DO THIS >> Copy everything in the listing below word for word, apart from any images.

------------------------

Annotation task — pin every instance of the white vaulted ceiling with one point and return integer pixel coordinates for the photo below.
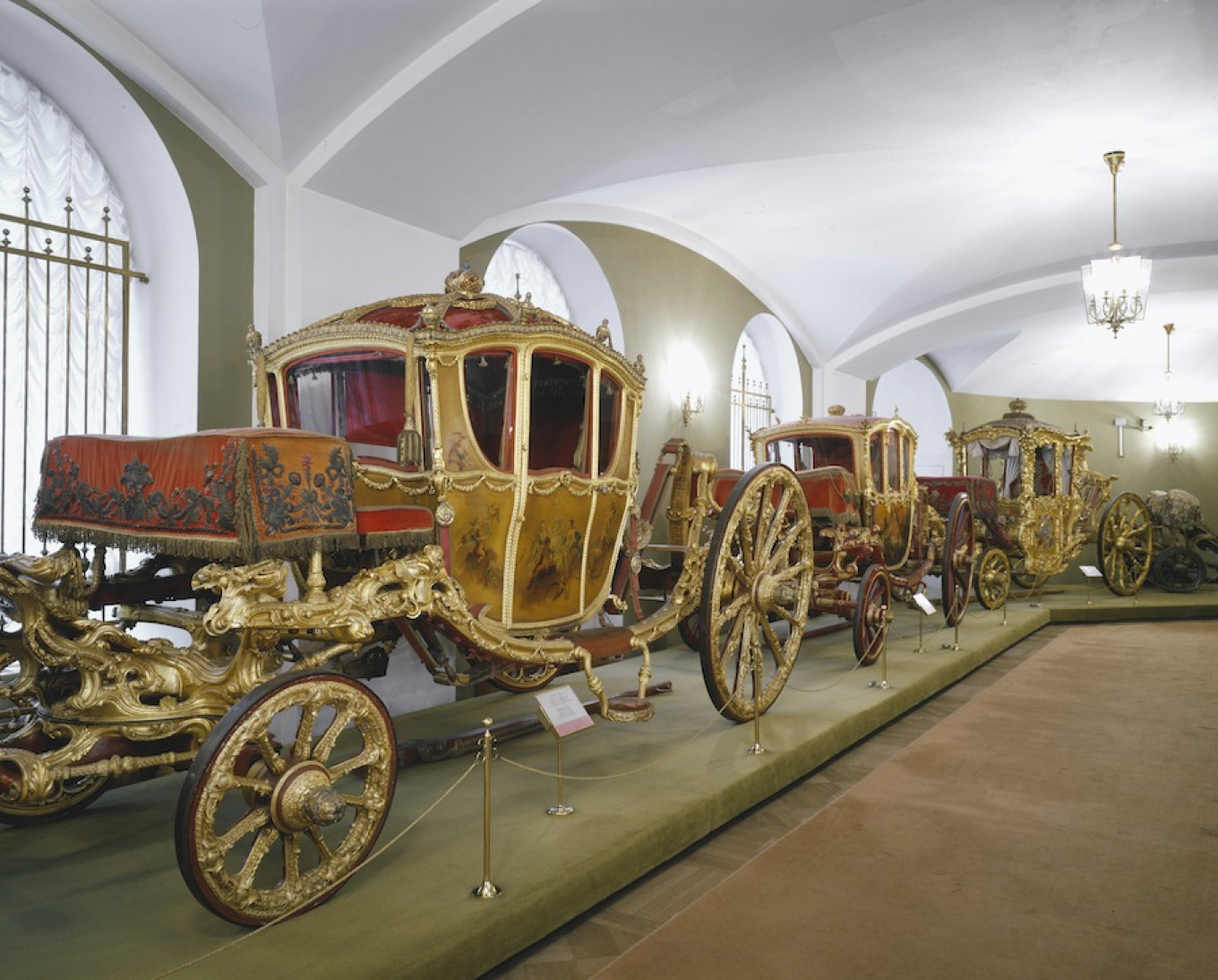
(890, 178)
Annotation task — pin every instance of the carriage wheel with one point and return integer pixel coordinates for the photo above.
(872, 614)
(285, 797)
(523, 678)
(690, 631)
(957, 560)
(755, 591)
(1126, 544)
(1179, 570)
(991, 580)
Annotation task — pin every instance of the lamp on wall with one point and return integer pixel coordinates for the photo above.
(690, 406)
(1115, 289)
(1168, 404)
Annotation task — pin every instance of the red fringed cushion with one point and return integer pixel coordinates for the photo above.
(240, 494)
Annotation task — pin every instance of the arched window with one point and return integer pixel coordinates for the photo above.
(916, 395)
(64, 279)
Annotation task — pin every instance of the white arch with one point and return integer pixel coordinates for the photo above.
(580, 276)
(915, 392)
(165, 313)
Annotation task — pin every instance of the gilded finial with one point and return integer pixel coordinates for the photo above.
(464, 282)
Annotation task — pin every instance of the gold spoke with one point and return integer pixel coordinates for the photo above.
(262, 845)
(325, 744)
(371, 756)
(304, 732)
(253, 821)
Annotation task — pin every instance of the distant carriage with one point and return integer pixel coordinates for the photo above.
(1044, 506)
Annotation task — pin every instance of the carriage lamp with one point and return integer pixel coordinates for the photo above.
(1115, 289)
(1168, 404)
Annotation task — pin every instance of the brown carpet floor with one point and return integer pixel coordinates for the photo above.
(1063, 824)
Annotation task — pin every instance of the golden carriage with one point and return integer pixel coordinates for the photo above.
(456, 469)
(1044, 506)
(833, 501)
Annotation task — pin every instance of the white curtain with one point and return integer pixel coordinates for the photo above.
(63, 348)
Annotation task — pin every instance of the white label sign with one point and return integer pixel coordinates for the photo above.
(563, 710)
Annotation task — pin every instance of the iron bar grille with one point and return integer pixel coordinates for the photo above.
(751, 409)
(64, 307)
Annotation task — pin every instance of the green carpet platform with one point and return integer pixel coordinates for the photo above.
(99, 895)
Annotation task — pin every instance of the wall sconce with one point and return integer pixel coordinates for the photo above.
(690, 406)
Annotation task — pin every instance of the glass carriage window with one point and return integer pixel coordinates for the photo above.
(893, 473)
(1045, 476)
(486, 400)
(611, 423)
(558, 402)
(357, 395)
(876, 449)
(808, 452)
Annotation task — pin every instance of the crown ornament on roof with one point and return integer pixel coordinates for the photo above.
(464, 282)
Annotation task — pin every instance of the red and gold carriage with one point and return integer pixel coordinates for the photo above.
(833, 503)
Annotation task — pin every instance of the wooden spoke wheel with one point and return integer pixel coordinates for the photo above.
(1179, 570)
(991, 578)
(957, 560)
(285, 797)
(690, 631)
(755, 591)
(1126, 544)
(872, 615)
(523, 678)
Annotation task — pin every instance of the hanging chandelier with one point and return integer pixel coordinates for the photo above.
(1115, 289)
(1168, 404)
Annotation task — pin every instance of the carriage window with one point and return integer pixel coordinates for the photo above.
(486, 400)
(558, 402)
(611, 423)
(357, 395)
(1045, 478)
(808, 452)
(876, 448)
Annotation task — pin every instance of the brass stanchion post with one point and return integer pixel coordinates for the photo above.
(758, 749)
(486, 890)
(559, 808)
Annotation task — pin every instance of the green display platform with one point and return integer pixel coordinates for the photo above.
(99, 895)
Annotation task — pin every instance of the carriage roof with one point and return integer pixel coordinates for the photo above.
(1021, 425)
(462, 314)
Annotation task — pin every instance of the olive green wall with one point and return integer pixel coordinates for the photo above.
(222, 202)
(1144, 466)
(670, 300)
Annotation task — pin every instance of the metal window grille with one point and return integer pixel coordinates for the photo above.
(64, 317)
(751, 409)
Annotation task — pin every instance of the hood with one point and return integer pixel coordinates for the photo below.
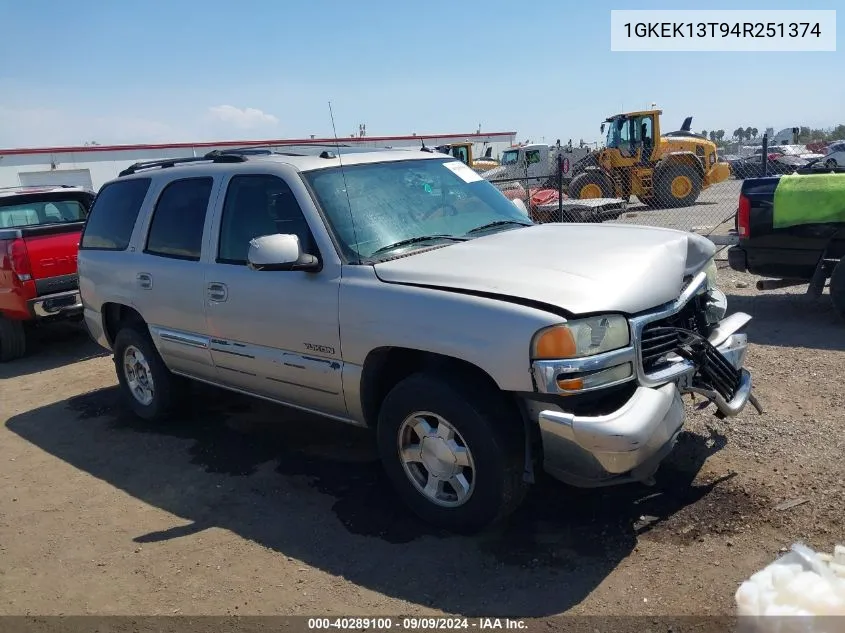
(578, 268)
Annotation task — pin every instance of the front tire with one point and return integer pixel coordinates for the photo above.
(678, 186)
(454, 451)
(149, 388)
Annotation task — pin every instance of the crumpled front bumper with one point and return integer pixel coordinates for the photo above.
(628, 443)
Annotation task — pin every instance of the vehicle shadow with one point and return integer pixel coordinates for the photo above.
(52, 346)
(269, 475)
(791, 320)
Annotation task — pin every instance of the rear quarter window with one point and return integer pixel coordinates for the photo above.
(113, 215)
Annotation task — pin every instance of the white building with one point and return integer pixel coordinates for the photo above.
(93, 165)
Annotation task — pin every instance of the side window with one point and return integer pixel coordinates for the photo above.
(113, 215)
(52, 213)
(179, 218)
(258, 205)
(646, 128)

------------------------

RESULT OF THE TASK >>
Annotation task — pin every instance of the white vaulted ceiling with one point and return integer pixel coordinates for the photo below.
(890, 178)
Annotation task — pin every instance of the carriage wheel with one point and return integer pixel coordinates for the photo above.
(872, 614)
(285, 797)
(523, 678)
(690, 631)
(957, 560)
(755, 591)
(1126, 544)
(1179, 570)
(991, 580)
Annotation task — pin every instance of the lamp on wall with one point and return integer pixel coordinates for the photo above.
(690, 406)
(1115, 289)
(1168, 404)
Annotation task — pin every instance of the red fringed cushion with one point and return integer pixel coordinates for the photo above.
(240, 494)
Annotation task — pin every instance of the arched window with one point and return integer pixel coordinates for the photo above.
(916, 395)
(64, 279)
Annotation task — pin every instance of the white arch with one point and return integer pixel coordinates for the photo above.
(580, 276)
(915, 392)
(165, 313)
Annotation task — pin every instance of the gilded finial with one point and return integer pixel coordinates for the photo above.
(464, 282)
Annotation task — pin every instance of the gold spoke with one point and return integer pixel coordinates for the photo above.
(262, 845)
(325, 744)
(371, 756)
(304, 732)
(253, 821)
Annotation task — pin every instance of the distant carriage with one point and return integer pixel coordinates for the photo above.
(1044, 506)
Annotation task — pin every instance of the carriage lamp with one point and return integer pixel coordinates for the photo above.
(1115, 289)
(1168, 404)
Annotation task — pin every instance of the brown carpet floor with one point and return integer pixel coordinates for the photo above.
(1063, 824)
Annotation task — pin every instance of the golden carriage with one point and return integer pixel coordinates for the photo above.
(456, 469)
(1044, 506)
(833, 501)
Annotation task — pin every instance of the white curtain with one point and return integer pixel coordinates for the photo above.
(63, 348)
Annotation task — pin every instance of the white label sign with one point and return integer pixel coordinates for the photo above.
(563, 710)
Annotation task — pin every instance of the iron bar grille with one point and return integer pixel coordinates for the photo above.
(751, 409)
(64, 307)
Annotation task — pin every instance of the green carpet platform with one point and return integer pixel coordinates for the photo above.
(99, 895)
Annotation task — pin every instance of the wall sconce with one point and return integer pixel coordinates for the photo above.
(690, 406)
Annotation task — pin every instance of the glass carriage window with one point and return integer pixel coordinates for the photo above.
(893, 473)
(1045, 476)
(486, 400)
(611, 423)
(558, 402)
(357, 395)
(876, 449)
(808, 452)
Annotation task — pin every instance of the crown ornament on roof with one point and return integer pixel coordinates for the photo above.
(464, 282)
Annotation task — pin every instance of the red and gold carriage with one point and return integer pixel coordinates for the photo above.
(833, 503)
Annotation task — pin every instance of the wooden spoke wheel with one point and return integer pixel coordinates for the photo above.
(1179, 570)
(991, 578)
(957, 560)
(285, 797)
(690, 631)
(755, 591)
(1126, 544)
(872, 615)
(523, 678)
Annotation task — pin every instance of the hanging chandelier with one point and return integer pixel coordinates for the photo above.
(1115, 289)
(1168, 404)
Annotation task — pin every instance of the carriage window with one point and return integer pixel coordinates for the photo above.
(486, 400)
(558, 402)
(611, 423)
(357, 395)
(1045, 478)
(808, 452)
(876, 448)
Annotation task — pin every instance of the brass stanchion post with one point and return integer pixel coordinates for the photo above.
(758, 749)
(486, 890)
(559, 808)
Annotation task — pin every instance of the green display platform with one point and return integer pixel coordinates for the photo above.
(99, 895)
Annotation task — pin every instance of the carriage roof with one point and return integer pixel coordinates for the photo above.
(1021, 425)
(462, 314)
Annotation task — pin every instance of the olive green wall with one point and return integer pixel coordinates for the photo above.
(222, 202)
(1144, 466)
(670, 300)
Annotation task — pin every instance of the metal window grille with one point and return integer pixel coordinates for the photo above.
(64, 317)
(751, 409)
Annotation task — pin every instance of the hood with one point and return integer pixel coordinates for the photo below.
(578, 268)
Annotation task — pin every instance of the front tire with one point and return integer pixel coordinates for the photo above.
(678, 186)
(454, 451)
(149, 388)
Annotation task — pin every instance of the crumpled front bumper with one point and return integer pixel coordinates for the photo above.
(628, 443)
Annotation task — pin every instance of the vehicle shadow with one point and return integer pixel coordinates for the photo above.
(52, 346)
(269, 475)
(791, 320)
Annotation task — pin every instance of the rear quarter window with one point and return integer pixel coordinates for the photo above.
(113, 215)
Annotation task — pin every instance of the white building with one point and return integer pixel coordinates for the photo above.
(93, 165)
Annotation task — pin every instance of the side window with one point and return integer pixel coordinates for the photo above.
(113, 215)
(52, 213)
(179, 218)
(258, 205)
(646, 128)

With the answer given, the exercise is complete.